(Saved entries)
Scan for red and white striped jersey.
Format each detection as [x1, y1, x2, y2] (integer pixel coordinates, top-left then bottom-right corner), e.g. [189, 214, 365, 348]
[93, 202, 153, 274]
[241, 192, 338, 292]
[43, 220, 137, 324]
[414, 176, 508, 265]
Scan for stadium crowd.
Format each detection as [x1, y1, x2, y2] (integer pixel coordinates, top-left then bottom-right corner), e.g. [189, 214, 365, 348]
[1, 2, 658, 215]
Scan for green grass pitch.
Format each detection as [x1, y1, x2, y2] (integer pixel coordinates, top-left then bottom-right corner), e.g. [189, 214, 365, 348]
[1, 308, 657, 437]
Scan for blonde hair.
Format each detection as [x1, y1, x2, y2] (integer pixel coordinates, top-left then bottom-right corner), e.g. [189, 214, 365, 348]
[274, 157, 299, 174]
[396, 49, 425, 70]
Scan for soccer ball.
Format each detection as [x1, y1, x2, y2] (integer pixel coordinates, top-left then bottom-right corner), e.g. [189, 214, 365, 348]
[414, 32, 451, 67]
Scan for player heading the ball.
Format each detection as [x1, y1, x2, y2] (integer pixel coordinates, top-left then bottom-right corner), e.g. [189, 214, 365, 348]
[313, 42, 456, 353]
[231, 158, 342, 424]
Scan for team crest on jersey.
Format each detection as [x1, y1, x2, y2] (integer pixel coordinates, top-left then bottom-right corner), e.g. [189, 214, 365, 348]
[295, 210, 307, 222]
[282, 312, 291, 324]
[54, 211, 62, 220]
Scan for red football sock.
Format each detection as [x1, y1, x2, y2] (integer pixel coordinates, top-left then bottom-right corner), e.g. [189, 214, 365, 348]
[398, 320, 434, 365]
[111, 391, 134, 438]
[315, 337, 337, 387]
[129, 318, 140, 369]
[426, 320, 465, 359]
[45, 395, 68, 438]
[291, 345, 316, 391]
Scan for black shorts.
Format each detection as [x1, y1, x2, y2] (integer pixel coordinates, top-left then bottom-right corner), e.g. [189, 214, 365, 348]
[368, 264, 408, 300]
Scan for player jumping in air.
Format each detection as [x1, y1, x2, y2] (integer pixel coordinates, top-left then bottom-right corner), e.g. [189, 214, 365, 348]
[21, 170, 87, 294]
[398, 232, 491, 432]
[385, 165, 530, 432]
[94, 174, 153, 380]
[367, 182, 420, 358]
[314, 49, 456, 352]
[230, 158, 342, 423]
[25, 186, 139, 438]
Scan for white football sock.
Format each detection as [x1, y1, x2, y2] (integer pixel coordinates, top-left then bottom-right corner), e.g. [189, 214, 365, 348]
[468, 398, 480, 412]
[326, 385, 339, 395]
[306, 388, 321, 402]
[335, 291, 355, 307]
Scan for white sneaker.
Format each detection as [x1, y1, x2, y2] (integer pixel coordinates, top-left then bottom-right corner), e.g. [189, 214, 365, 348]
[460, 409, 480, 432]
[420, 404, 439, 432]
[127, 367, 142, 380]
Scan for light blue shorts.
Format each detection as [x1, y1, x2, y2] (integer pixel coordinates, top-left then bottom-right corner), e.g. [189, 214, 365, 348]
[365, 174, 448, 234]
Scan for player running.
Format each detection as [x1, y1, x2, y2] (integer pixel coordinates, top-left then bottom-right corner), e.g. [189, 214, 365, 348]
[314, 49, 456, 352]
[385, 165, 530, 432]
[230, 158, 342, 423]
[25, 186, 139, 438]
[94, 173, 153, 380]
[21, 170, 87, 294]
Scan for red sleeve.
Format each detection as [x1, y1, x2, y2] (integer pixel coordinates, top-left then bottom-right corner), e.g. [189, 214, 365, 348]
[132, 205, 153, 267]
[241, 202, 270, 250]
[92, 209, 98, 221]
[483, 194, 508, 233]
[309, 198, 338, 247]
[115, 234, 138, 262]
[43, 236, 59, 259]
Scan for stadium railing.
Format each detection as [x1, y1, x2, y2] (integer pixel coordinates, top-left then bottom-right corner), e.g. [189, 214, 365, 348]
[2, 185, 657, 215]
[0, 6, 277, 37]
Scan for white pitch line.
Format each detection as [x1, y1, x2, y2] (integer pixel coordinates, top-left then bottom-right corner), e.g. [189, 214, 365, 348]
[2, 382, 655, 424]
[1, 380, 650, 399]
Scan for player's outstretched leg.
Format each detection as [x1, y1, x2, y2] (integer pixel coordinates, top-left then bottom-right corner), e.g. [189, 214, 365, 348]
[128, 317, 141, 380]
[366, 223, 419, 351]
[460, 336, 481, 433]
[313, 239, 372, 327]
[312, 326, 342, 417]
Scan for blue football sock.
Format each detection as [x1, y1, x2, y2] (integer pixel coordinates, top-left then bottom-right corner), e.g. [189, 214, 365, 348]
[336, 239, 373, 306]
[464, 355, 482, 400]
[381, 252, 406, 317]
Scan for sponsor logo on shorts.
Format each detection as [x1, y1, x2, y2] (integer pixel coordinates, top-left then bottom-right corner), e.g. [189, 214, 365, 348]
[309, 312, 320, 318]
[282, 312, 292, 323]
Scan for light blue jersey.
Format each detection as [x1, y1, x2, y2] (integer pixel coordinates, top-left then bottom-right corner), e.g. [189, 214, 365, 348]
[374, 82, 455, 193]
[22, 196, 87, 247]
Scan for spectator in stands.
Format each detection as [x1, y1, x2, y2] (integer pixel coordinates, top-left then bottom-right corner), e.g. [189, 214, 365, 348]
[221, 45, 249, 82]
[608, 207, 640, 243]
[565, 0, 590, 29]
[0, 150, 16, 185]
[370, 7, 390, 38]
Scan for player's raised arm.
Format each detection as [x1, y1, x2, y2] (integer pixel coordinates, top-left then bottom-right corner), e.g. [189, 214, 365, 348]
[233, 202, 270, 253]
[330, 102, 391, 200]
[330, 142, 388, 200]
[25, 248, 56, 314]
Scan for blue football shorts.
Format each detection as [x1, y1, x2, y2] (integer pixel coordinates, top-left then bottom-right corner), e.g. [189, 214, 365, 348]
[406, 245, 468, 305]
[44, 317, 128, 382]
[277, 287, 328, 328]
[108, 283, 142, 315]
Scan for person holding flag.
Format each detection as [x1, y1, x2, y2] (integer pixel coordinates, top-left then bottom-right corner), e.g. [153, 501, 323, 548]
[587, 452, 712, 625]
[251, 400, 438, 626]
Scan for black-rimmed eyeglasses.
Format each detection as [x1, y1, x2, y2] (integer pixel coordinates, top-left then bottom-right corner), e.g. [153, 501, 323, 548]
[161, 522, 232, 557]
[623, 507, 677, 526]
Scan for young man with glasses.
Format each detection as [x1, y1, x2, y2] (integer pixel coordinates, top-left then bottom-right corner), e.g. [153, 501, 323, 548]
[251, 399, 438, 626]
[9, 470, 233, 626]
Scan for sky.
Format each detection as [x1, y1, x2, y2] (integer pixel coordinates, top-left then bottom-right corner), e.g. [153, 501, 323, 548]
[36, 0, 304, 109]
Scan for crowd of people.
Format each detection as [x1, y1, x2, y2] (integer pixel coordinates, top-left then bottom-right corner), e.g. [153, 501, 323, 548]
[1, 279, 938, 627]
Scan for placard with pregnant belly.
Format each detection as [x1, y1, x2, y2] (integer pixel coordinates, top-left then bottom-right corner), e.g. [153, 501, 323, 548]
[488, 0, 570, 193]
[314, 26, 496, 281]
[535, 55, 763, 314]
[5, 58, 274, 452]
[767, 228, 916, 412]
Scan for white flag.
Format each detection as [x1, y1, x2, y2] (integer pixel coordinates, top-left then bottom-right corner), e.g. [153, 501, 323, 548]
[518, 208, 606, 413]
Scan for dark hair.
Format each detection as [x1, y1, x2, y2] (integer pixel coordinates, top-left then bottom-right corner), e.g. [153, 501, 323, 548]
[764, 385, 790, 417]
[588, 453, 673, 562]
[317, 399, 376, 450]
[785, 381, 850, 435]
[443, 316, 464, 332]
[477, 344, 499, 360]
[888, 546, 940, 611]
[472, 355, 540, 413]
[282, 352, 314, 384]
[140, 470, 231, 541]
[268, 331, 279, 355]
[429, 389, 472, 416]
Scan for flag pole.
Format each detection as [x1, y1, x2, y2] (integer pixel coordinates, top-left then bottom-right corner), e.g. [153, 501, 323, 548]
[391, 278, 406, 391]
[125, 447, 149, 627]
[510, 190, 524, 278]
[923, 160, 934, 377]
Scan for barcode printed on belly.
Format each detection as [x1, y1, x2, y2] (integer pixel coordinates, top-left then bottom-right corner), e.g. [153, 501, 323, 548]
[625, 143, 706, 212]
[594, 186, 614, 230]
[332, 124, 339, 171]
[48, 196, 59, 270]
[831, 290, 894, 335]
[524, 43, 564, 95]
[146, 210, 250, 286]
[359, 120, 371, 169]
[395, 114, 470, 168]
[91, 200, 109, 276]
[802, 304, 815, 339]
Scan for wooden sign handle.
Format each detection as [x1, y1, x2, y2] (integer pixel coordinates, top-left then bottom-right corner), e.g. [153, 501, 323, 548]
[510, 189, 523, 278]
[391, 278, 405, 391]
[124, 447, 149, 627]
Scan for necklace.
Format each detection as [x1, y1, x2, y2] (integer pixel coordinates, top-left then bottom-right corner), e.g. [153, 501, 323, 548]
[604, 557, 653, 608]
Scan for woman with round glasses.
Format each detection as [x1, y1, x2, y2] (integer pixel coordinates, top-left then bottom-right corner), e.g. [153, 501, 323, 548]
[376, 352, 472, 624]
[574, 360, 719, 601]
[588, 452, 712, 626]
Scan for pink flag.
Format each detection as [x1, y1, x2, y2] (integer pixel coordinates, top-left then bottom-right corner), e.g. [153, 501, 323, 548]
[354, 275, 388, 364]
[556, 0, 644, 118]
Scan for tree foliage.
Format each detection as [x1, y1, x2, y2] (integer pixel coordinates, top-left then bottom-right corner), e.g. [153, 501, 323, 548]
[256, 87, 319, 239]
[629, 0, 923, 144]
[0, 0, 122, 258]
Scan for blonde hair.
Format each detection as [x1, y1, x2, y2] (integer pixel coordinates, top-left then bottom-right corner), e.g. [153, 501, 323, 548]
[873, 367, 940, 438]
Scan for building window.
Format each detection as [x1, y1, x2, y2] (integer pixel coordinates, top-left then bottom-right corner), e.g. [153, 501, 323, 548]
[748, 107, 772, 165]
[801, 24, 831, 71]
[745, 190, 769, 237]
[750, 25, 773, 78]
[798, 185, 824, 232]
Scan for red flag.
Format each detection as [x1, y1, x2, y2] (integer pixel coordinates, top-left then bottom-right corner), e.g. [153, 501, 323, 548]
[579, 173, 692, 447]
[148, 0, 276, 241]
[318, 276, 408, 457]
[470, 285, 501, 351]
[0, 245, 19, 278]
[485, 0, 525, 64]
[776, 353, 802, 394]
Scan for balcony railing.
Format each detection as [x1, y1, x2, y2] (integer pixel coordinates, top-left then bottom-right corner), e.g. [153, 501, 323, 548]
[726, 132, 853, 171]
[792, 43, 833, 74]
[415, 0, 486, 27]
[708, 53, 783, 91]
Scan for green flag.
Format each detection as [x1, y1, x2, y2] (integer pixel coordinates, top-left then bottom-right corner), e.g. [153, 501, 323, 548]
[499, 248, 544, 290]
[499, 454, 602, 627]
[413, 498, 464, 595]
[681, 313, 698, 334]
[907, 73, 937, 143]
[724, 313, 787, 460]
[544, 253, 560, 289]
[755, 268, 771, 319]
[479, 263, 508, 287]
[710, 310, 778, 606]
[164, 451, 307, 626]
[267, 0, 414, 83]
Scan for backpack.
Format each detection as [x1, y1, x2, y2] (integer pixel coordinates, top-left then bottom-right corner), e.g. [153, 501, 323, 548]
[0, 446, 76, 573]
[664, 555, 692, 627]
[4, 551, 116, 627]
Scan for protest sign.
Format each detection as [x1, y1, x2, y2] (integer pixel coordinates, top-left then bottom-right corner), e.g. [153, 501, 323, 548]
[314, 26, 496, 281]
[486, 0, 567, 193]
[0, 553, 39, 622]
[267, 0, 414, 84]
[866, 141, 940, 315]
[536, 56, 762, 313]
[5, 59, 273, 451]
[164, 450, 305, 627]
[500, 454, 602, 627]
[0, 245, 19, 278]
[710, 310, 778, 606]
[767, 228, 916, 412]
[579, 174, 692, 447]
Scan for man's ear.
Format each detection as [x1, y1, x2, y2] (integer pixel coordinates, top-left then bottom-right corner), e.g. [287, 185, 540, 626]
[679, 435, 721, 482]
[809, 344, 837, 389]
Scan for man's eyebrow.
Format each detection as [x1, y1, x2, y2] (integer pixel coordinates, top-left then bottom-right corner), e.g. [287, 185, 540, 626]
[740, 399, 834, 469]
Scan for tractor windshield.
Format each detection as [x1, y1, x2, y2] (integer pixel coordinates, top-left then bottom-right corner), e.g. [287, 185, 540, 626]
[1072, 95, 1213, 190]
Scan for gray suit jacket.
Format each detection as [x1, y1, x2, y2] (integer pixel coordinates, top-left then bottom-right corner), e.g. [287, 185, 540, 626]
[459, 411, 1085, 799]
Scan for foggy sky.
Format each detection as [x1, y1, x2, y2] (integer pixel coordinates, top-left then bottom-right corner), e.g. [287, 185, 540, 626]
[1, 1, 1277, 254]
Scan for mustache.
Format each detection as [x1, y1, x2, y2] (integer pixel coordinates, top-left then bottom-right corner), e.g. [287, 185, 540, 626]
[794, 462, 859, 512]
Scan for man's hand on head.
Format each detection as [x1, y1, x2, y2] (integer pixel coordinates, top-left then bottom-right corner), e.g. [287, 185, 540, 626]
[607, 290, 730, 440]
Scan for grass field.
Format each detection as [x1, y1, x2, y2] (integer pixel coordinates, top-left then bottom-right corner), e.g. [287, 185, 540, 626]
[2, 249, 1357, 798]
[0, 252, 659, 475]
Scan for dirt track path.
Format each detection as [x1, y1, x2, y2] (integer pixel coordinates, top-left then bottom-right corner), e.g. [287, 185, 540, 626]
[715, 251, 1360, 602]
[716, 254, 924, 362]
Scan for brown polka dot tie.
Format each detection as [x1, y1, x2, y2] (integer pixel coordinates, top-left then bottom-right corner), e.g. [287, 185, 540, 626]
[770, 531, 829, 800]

Try it:
Among the records above, find each line holding the string "flag" and pull it out.

Final answer:
Scan for person holding flag.
Scan for white flag.
Scan for flag pole.
Scan for pink flag.
Scan for red flag.
Scan for green flag.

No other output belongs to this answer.